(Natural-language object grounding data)
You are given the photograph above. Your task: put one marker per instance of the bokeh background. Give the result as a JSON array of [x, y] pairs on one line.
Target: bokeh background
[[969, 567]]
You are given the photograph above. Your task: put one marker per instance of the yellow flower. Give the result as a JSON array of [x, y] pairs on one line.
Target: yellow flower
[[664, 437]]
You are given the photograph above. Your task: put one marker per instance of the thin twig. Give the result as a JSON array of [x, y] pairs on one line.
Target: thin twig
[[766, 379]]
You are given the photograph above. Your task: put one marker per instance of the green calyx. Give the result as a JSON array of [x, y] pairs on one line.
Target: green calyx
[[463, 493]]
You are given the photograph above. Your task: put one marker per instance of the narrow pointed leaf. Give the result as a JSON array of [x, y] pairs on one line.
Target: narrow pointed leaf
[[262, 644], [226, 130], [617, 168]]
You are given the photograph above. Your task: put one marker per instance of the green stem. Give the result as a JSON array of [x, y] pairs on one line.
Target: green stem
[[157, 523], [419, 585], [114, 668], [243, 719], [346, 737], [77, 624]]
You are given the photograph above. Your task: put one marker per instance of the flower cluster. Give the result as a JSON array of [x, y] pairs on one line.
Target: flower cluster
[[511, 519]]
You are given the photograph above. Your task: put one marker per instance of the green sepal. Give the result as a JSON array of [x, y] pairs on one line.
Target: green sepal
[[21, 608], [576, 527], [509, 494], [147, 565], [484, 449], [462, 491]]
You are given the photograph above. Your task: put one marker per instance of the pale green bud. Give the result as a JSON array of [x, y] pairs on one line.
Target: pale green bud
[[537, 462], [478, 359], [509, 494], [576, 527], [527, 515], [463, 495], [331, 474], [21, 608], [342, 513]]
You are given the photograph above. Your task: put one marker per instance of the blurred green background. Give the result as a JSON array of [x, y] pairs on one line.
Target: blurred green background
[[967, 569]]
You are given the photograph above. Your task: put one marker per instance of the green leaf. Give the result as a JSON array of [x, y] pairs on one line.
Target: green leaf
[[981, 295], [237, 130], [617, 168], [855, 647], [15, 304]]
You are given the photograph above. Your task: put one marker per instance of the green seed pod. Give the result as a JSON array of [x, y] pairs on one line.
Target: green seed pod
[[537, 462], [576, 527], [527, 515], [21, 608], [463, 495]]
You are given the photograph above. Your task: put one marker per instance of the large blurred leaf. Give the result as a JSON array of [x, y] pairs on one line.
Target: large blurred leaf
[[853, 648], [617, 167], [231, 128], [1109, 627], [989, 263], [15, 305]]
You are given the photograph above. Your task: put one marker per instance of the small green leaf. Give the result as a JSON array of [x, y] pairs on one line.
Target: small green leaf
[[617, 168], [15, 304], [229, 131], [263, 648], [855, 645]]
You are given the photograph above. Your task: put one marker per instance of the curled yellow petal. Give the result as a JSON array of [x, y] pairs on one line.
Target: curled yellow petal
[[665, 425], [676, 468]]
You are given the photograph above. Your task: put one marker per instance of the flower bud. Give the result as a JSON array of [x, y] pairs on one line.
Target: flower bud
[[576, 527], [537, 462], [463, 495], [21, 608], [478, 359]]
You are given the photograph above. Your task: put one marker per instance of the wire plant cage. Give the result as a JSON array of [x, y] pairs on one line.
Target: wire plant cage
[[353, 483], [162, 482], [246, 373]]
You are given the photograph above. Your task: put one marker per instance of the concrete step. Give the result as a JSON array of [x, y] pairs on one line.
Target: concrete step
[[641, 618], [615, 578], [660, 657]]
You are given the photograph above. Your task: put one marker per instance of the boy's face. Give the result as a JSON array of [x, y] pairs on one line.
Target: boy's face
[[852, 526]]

(Action item)
Take the records above and return, word for word, only the lines that fall from the line with "Target: blurred green background" to the line with "the green leaf.", both of them included.

(Response to the task)
Target: blurred green background
[[967, 569]]
You are given the photograph above. Your task: put one marker per instance of the green leaf. Give the result as a JSON array of [x, y] pairs on one line.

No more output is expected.